§ DIRECTIVE
Would you output the whole listing below, exactly as it reads?

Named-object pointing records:
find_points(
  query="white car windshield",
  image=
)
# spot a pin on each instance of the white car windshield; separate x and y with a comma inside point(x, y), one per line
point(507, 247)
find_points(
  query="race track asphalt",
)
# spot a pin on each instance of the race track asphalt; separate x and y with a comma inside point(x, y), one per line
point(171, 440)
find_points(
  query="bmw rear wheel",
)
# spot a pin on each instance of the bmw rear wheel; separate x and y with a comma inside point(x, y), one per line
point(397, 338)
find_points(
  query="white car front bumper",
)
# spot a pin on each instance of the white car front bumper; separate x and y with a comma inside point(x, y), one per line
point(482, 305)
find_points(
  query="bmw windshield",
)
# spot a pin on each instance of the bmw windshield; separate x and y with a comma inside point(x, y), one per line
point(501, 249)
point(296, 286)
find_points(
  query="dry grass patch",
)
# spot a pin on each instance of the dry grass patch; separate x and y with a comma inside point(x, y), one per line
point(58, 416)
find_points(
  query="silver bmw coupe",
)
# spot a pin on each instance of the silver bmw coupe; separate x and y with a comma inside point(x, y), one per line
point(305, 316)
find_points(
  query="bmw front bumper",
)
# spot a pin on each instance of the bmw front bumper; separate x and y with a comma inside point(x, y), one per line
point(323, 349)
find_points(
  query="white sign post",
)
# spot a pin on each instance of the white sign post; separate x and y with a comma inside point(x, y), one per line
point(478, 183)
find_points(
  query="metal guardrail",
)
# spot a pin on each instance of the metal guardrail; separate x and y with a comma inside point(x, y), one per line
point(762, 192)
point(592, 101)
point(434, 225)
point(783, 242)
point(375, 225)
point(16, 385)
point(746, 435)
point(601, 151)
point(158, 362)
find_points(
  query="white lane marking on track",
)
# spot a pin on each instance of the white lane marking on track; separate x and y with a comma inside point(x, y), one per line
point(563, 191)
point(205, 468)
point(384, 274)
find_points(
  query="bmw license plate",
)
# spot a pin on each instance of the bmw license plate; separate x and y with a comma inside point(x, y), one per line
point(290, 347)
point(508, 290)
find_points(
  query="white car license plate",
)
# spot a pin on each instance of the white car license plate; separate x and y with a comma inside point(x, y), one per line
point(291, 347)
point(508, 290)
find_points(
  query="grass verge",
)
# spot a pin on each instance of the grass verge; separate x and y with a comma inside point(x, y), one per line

§ THE ANSWER
find_points(
  query="white car windshield",
  image=
)
# spot a pin on each instance of the white car windshield; separate x and y with a comma inside point(x, y), one per line
point(507, 247)
find_points(
  query="race track asphalt",
)
# spot a pin on each instance of the race track asphalt; separate x and y with a comma inside point(x, y), one per line
point(171, 440)
find_points(
  query="bmw rear wheel",
)
# spot a pin on each instance of the bmw rear wheel; separate x and y with a comma inside point(x, y), one per line
point(397, 338)
find_points(
  query="white car front bumper",
)
# spot a pin on each instance of the white car front bumper; separate x and y with a comma inside point(x, y), one per line
point(482, 305)
find_points(
  query="bmw windshield",
)
# spot a pin on each instance of the bmw windshield; separate x and y with a comma inside point(x, y), one per line
point(501, 249)
point(296, 286)
find_points(
  query="dry grass patch",
)
# spot a pin on each instance of the dry grass patch; separate x and y with a comma inside point(x, y), one per line
point(58, 416)
find_points(
  query="silver bmw coupe",
)
# spot a pin on each instance of the silver bmw coupe; separate x and y with a comma inside point(x, y), one per line
point(305, 316)
find_points(
  query="bmw front bumper",
)
# spot a pin on each instance of the bmw front bumper; separate x and y with a comma inside point(x, y), one per line
point(323, 349)
find_points(
  query="white sign post",
)
# spot a pin on each instance of the white sign post; separate x and y with a comma inside point(x, y), one per line
point(478, 183)
find_points(
  query="metal guardrail",
)
# spot a pin on each instance of the metal guardrail; separate x and y with a comma inside point(x, y), one per line
point(762, 192)
point(592, 101)
point(434, 225)
point(783, 242)
point(375, 225)
point(16, 385)
point(746, 435)
point(601, 151)
point(158, 362)
find_points(
  query="white lane marking on track",
)
# spot a pin on each instance of the white lane marking on track; separate x and y with a comma inside point(x, y), one per line
point(563, 191)
point(205, 468)
point(384, 274)
find_points(
  query="bmw license plate",
)
# spot a pin on each instance of the bmw license plate; separate x and y with a comma inside point(x, y), one per line
point(290, 347)
point(508, 290)
find_points(
  query="white car license plate",
)
# spot a pin on each instance of the white car license plate; separate x and y with a comma inside point(x, y), one per line
point(291, 347)
point(508, 290)
find_points(
  query="grass verge",
)
# spot a pin on each instance of the grass verge; separate x and y with a comma inside point(x, y), one per line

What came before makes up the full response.